__Available data__.
* * * * * * *

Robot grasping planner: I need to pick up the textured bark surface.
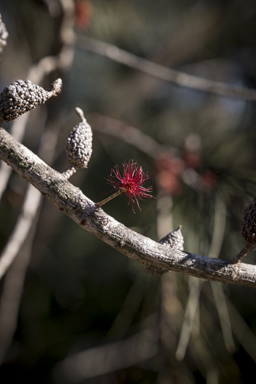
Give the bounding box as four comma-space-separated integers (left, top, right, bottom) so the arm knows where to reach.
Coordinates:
0, 128, 256, 287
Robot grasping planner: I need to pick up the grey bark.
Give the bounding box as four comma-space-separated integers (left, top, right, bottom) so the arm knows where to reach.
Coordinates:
0, 128, 256, 287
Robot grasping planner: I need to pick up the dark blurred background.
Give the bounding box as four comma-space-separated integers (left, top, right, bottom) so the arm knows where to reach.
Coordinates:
0, 0, 256, 384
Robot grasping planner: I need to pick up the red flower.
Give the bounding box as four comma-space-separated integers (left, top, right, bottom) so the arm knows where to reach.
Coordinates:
108, 161, 153, 213
96, 160, 153, 213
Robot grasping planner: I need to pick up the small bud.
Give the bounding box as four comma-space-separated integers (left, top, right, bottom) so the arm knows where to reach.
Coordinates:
159, 225, 184, 251
63, 108, 92, 178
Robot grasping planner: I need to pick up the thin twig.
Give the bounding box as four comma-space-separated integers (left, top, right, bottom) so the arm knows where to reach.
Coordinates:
76, 36, 256, 101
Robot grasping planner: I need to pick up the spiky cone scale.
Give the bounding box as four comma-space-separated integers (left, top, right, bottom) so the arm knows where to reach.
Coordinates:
0, 14, 8, 52
232, 198, 256, 263
63, 108, 92, 179
0, 79, 62, 123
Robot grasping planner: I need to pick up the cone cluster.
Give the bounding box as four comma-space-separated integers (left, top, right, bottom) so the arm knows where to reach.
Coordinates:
0, 79, 62, 122
66, 108, 92, 168
242, 198, 256, 245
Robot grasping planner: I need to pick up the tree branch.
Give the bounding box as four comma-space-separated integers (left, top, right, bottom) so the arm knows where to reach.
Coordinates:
0, 128, 256, 288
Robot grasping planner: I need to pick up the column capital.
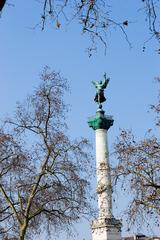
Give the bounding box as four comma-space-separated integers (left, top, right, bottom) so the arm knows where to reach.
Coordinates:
88, 109, 114, 130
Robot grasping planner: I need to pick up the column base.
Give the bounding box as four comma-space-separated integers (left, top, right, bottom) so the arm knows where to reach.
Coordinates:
92, 217, 122, 240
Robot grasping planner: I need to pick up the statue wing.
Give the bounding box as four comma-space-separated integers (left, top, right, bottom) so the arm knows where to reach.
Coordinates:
92, 81, 96, 87
103, 78, 109, 89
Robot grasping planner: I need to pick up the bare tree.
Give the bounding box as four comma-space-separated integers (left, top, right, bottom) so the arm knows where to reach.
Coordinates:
0, 0, 160, 55
113, 81, 160, 230
0, 68, 91, 240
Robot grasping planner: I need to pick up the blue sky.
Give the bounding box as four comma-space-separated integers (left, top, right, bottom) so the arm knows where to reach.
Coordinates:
0, 0, 160, 239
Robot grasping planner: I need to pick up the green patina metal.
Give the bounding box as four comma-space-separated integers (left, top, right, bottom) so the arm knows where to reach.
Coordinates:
88, 109, 114, 130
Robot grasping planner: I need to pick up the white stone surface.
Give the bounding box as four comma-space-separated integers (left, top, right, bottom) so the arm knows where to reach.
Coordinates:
92, 129, 121, 240
96, 129, 112, 218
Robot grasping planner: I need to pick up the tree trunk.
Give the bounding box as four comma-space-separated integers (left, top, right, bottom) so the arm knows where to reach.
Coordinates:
19, 225, 27, 240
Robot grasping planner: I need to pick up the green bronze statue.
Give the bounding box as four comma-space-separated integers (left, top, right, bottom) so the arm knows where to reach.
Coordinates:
92, 74, 109, 108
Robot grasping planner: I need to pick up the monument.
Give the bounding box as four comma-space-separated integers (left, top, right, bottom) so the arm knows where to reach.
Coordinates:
88, 75, 122, 240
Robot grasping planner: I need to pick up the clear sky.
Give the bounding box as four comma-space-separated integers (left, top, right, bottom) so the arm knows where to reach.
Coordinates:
0, 0, 160, 240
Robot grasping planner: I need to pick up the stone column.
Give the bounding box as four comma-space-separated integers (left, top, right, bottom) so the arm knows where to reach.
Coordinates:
88, 109, 122, 240
95, 129, 112, 218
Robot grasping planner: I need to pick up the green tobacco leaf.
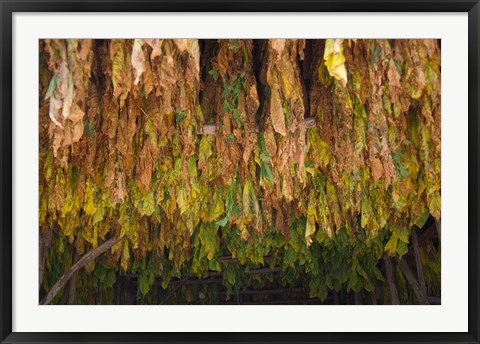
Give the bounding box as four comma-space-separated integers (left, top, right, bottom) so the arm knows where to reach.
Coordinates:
415, 211, 430, 228
45, 75, 58, 100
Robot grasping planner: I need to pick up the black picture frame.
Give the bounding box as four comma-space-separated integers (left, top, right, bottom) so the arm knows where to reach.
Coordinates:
0, 0, 480, 343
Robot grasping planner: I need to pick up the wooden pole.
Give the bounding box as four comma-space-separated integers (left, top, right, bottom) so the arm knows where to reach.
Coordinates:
40, 238, 123, 305
412, 228, 427, 295
397, 258, 430, 305
198, 117, 317, 135
383, 254, 400, 305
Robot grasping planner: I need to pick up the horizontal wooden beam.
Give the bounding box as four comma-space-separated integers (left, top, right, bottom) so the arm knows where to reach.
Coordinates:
198, 117, 317, 135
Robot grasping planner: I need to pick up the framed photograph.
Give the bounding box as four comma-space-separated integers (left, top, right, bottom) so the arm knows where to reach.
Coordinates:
0, 0, 480, 343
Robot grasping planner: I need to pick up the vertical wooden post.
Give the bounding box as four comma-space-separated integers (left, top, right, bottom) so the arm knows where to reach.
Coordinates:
412, 228, 427, 295
397, 258, 430, 305
383, 254, 400, 305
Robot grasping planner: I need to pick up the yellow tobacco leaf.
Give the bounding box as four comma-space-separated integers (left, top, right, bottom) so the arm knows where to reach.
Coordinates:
323, 39, 347, 86
83, 180, 97, 215
120, 240, 130, 271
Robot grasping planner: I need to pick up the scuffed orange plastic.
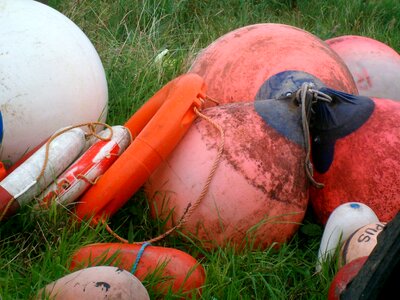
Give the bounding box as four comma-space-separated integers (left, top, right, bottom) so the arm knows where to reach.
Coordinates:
76, 74, 206, 223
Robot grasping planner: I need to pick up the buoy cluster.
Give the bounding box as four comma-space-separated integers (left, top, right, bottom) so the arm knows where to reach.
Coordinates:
0, 1, 400, 299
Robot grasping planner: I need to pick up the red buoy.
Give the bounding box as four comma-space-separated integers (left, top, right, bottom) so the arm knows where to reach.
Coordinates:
310, 98, 400, 223
326, 35, 400, 100
328, 256, 368, 300
145, 100, 308, 249
189, 23, 357, 103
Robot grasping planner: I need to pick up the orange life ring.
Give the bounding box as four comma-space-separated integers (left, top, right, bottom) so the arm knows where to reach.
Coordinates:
69, 243, 206, 296
76, 74, 206, 223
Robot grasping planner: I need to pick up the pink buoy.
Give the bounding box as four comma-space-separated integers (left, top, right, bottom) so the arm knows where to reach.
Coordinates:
145, 100, 308, 249
189, 23, 358, 103
326, 35, 400, 101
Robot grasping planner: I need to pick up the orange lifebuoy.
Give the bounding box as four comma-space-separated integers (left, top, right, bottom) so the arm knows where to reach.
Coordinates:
76, 74, 206, 223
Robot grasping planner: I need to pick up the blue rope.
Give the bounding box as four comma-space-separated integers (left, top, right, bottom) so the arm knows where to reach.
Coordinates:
131, 242, 151, 275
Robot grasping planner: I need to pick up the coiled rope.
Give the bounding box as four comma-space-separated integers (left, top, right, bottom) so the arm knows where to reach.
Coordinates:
106, 97, 225, 244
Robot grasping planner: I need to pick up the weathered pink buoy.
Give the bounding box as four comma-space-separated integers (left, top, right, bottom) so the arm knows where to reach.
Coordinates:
339, 222, 386, 266
145, 100, 308, 249
310, 98, 400, 223
326, 35, 400, 101
189, 23, 358, 103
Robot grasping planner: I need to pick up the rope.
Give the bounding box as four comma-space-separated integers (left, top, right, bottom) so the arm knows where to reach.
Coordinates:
102, 103, 225, 244
296, 82, 332, 189
131, 242, 151, 275
0, 198, 15, 222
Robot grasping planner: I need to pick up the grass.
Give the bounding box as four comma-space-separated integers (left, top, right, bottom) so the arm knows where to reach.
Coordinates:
0, 0, 400, 299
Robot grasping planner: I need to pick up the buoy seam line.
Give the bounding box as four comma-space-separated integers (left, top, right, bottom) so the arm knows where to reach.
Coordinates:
102, 108, 225, 244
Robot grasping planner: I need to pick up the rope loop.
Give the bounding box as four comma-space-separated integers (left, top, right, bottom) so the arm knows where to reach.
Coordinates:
36, 122, 113, 181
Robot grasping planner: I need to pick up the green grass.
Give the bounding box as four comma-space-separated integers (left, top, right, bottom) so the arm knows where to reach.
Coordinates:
0, 0, 400, 300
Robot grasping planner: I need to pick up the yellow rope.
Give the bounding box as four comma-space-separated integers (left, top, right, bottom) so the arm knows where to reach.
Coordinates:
106, 107, 225, 244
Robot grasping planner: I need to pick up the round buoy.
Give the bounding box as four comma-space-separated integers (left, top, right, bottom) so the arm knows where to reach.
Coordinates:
145, 100, 308, 249
189, 23, 357, 103
36, 266, 150, 300
326, 35, 400, 101
310, 98, 400, 223
339, 222, 386, 266
70, 243, 206, 296
0, 0, 108, 165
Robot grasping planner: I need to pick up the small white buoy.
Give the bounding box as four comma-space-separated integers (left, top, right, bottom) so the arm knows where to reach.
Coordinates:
316, 202, 379, 272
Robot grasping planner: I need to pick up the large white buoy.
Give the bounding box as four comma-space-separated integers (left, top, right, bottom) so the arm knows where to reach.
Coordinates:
0, 0, 108, 164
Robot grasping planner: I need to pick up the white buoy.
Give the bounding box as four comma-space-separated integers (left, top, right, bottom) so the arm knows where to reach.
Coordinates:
0, 0, 108, 165
326, 35, 400, 101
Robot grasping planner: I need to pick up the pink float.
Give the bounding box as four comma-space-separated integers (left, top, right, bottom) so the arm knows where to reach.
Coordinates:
189, 23, 358, 103
326, 35, 400, 100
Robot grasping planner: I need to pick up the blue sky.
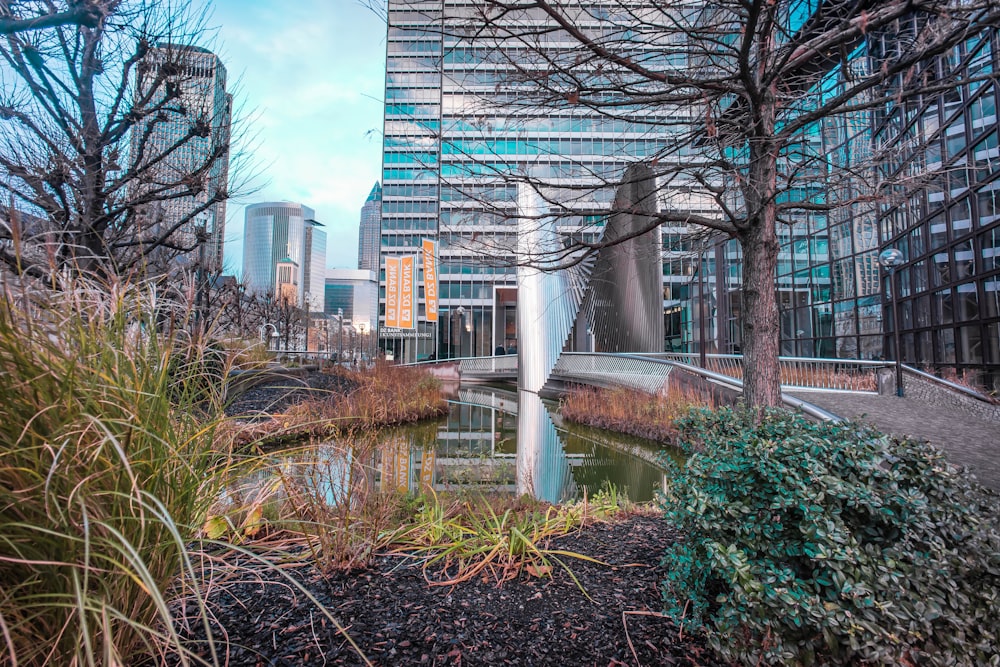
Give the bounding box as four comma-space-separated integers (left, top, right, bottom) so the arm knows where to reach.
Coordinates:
203, 0, 385, 275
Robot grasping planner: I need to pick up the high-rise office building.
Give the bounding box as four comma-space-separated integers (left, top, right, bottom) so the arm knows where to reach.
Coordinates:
132, 44, 232, 273
380, 0, 711, 360
869, 23, 1000, 389
243, 202, 326, 313
323, 269, 378, 331
358, 183, 382, 271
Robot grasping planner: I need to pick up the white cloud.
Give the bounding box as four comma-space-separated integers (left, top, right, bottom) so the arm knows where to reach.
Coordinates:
205, 0, 385, 271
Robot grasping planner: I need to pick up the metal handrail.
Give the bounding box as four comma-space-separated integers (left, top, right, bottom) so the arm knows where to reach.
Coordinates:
903, 364, 996, 405
652, 352, 889, 394
564, 352, 844, 422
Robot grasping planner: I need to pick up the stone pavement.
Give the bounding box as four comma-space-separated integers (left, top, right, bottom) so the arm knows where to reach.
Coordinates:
787, 391, 1000, 491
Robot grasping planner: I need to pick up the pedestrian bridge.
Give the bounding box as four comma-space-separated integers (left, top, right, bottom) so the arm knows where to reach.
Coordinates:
406, 352, 1000, 490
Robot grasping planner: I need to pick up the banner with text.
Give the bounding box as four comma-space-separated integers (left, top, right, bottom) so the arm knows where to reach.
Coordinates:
399, 255, 417, 329
423, 239, 437, 322
385, 257, 399, 327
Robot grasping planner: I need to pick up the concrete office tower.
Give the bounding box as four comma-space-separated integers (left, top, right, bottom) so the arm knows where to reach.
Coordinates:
132, 44, 232, 273
323, 269, 378, 331
243, 202, 326, 313
380, 0, 714, 361
358, 182, 382, 271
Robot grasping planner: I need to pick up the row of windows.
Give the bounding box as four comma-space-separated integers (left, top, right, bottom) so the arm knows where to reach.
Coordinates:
444, 115, 688, 136
382, 152, 438, 165
382, 201, 438, 215
382, 216, 437, 231
382, 184, 438, 201
441, 137, 676, 157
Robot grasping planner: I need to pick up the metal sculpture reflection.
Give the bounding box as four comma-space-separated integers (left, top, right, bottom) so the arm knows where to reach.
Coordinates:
517, 165, 664, 392
517, 390, 577, 504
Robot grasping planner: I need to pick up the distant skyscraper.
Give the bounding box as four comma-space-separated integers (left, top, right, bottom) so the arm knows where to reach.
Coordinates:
132, 44, 232, 273
358, 182, 382, 271
243, 202, 326, 312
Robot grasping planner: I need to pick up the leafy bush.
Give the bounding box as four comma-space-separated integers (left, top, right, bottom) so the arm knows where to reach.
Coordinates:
663, 409, 1000, 665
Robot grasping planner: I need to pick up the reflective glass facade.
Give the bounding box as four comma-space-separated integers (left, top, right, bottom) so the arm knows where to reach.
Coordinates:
243, 202, 326, 312
870, 24, 1000, 389
380, 0, 710, 360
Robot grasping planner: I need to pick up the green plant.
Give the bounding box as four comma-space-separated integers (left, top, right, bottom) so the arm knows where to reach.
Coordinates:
663, 409, 1000, 665
387, 489, 626, 592
0, 281, 225, 665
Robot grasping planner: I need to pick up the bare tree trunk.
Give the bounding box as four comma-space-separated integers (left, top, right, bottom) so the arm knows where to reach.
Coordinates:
737, 81, 781, 408
740, 211, 781, 407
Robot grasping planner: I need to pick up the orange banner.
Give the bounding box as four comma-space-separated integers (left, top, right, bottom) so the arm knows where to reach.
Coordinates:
385, 257, 400, 327
398, 255, 417, 329
423, 239, 437, 322
393, 442, 410, 493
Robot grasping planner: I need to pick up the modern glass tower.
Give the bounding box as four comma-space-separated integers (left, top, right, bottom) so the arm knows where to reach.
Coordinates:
380, 0, 711, 361
358, 183, 382, 271
243, 202, 326, 313
132, 44, 232, 274
869, 23, 1000, 389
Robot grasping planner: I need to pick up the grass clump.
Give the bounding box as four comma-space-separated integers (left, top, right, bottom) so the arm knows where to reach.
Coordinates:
663, 409, 1000, 665
387, 489, 628, 586
227, 363, 448, 449
559, 387, 713, 443
0, 283, 230, 665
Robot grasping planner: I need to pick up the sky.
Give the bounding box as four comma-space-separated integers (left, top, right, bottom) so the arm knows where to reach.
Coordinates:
203, 0, 385, 275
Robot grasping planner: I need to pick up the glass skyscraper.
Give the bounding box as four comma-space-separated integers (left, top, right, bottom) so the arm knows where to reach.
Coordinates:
358, 183, 382, 271
132, 44, 232, 273
380, 0, 710, 361
869, 22, 1000, 389
243, 202, 326, 313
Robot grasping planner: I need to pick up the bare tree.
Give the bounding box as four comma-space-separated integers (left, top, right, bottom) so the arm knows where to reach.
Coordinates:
390, 0, 1000, 406
0, 0, 250, 284
0, 0, 117, 35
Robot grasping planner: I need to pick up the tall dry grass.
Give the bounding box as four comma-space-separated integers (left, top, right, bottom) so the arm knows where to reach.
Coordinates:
0, 281, 225, 665
226, 364, 448, 449
559, 387, 714, 443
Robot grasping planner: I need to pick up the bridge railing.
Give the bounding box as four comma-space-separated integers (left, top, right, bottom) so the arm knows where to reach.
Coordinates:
400, 354, 517, 375
650, 352, 888, 393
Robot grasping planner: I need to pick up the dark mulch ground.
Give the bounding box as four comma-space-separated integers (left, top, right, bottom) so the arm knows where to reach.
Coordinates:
174, 515, 723, 667
199, 373, 723, 667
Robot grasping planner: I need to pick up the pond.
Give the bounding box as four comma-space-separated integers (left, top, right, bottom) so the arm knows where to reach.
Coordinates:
270, 386, 677, 503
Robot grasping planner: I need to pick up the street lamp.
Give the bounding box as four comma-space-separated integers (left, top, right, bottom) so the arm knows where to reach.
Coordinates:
337, 308, 344, 364
257, 322, 280, 349
878, 248, 903, 396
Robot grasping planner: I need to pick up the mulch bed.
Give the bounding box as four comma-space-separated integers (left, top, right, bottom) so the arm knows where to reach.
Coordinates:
197, 373, 725, 667
226, 371, 356, 421
174, 515, 725, 667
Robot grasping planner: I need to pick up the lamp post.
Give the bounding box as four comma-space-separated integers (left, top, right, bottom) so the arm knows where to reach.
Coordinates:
878, 248, 903, 396
337, 308, 344, 364
257, 322, 280, 349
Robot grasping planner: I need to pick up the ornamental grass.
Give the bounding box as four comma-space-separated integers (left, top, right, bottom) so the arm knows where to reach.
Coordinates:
559, 387, 714, 443
0, 282, 225, 665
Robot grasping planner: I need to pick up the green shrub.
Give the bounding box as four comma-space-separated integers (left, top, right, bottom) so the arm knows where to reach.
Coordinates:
663, 409, 1000, 665
0, 284, 229, 665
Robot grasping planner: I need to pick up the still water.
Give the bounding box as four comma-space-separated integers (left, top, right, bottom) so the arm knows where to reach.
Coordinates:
372, 386, 676, 503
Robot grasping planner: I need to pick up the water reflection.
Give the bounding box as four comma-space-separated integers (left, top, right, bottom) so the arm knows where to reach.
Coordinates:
373, 387, 680, 503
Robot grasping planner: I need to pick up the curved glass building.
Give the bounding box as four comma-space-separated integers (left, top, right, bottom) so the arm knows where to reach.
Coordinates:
243, 202, 326, 312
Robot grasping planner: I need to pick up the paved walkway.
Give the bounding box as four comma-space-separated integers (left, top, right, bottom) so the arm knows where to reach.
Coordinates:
788, 391, 1000, 491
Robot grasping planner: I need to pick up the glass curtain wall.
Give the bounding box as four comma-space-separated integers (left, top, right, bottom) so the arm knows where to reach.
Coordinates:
871, 24, 1000, 389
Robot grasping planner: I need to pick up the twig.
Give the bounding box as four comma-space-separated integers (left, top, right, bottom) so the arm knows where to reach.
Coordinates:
622, 611, 666, 667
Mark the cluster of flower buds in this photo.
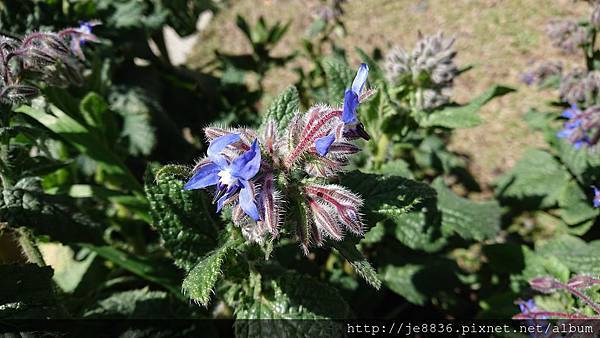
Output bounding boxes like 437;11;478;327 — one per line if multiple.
0;23;98;103
184;64;372;253
385;32;458;110
513;275;600;320
546;20;588;54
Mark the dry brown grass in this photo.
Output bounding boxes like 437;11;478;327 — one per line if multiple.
189;0;589;184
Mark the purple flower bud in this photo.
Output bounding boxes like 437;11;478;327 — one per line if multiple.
592;186;600;208
529;277;558;293
567;275;600;289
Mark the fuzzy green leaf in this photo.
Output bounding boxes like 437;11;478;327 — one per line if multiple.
181;239;234;306
110;88;161;155
535;235;600;276
381;260;458;305
80;244;183;298
323;58;354;105
496;149;570;208
0;264;64;319
432;179;502;241
83;287;179;319
236;272;350;328
16;105;142;190
263;86;300;132
419;85;515;128
0;178;103;243
146;166;219;271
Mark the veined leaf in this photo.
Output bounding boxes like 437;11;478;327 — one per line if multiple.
79;243;184;299
433;179;502;241
496;149;570;208
263;86;300;131
419;85;514;128
535;235;600;276
0;178;103;243
332;238;381;290
181;239;235;306
0;264;61;319
16;105;142;191
236;272;350;328
146;166;220;271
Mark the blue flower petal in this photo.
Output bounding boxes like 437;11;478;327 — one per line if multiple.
352;63;369;96
183;163;221;190
556;129;573;138
231;140;261;180
315;134;335;156
239;180;260;221
342;89;358;124
207;134;240;159
217;183;240;212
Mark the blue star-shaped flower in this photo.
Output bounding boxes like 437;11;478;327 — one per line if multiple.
183;134;261;221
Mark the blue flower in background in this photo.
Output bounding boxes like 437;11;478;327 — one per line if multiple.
183;134;261;221
592;186;600;208
556;104;590;149
342;63;369;125
315;63;371;156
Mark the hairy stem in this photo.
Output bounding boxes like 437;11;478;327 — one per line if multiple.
17;228;46;266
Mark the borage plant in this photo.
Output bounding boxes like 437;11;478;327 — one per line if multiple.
496;2;600;319
146;65;390;318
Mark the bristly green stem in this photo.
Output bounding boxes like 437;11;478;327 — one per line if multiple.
0;104;13;188
17;228;46;266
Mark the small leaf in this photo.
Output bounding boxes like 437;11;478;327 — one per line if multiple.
496;149;570;209
419;85;514;128
146;166;220;271
263;86;300;132
0;264;61;319
333;238;381;290
181;239;234;306
80;243;184;299
16;105;142;191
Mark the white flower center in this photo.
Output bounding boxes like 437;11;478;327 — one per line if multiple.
217;168;237;186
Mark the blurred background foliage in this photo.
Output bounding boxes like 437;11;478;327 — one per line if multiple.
0;0;600;335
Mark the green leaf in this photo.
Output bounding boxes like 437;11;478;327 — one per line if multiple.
16;105;142;191
79;92;111;135
535;235;600;276
432;178;502;241
80;243;184;299
558;180;598;230
83;287;171;319
354;47;385;81
110;87;157;155
496;149;570;208
0;264;65;319
323;58;354;105
181;239;235;306
0;178;103;243
341;171;435;217
419;85;514;128
332;238;381;290
342;172;445;251
38;243;97;293
236;272;350;322
146;166;220;271
263;86;300;132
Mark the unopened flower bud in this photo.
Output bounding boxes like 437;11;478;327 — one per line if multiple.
529;277;557;293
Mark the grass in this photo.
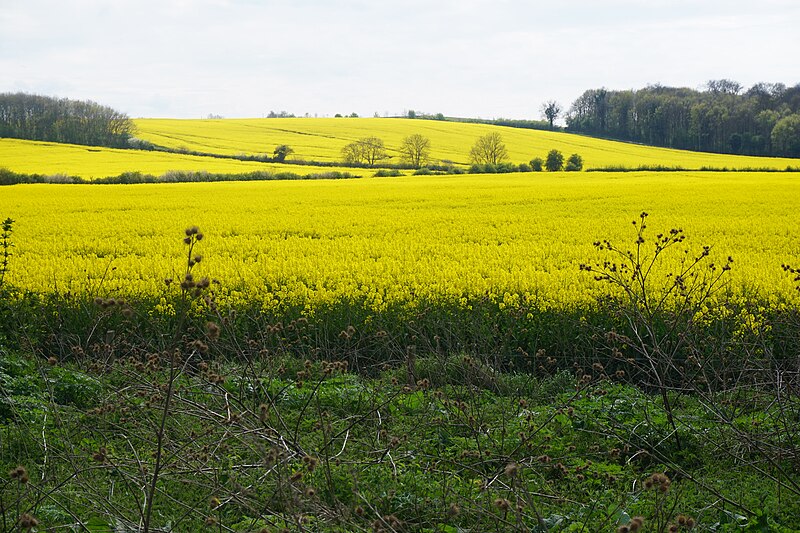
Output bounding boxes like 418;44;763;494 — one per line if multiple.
0;353;800;531
135;118;798;170
0;139;374;180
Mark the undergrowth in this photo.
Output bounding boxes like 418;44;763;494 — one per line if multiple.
0;214;800;533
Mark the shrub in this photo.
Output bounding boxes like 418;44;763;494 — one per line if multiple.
564;154;583;172
374;168;403;178
544;150;564;172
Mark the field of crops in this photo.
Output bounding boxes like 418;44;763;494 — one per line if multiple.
0;172;800;310
0;139;374;179
136;118;798;170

* * * * * * *

__Aim of the exercise__. Pull out every line in the listing above that contains the word "blurred", and copy each one in full.

__Solution to this task__.
Robot grasping planner: I need to pick up the dark blurred background.
Mark the blurred background foliage in this photo.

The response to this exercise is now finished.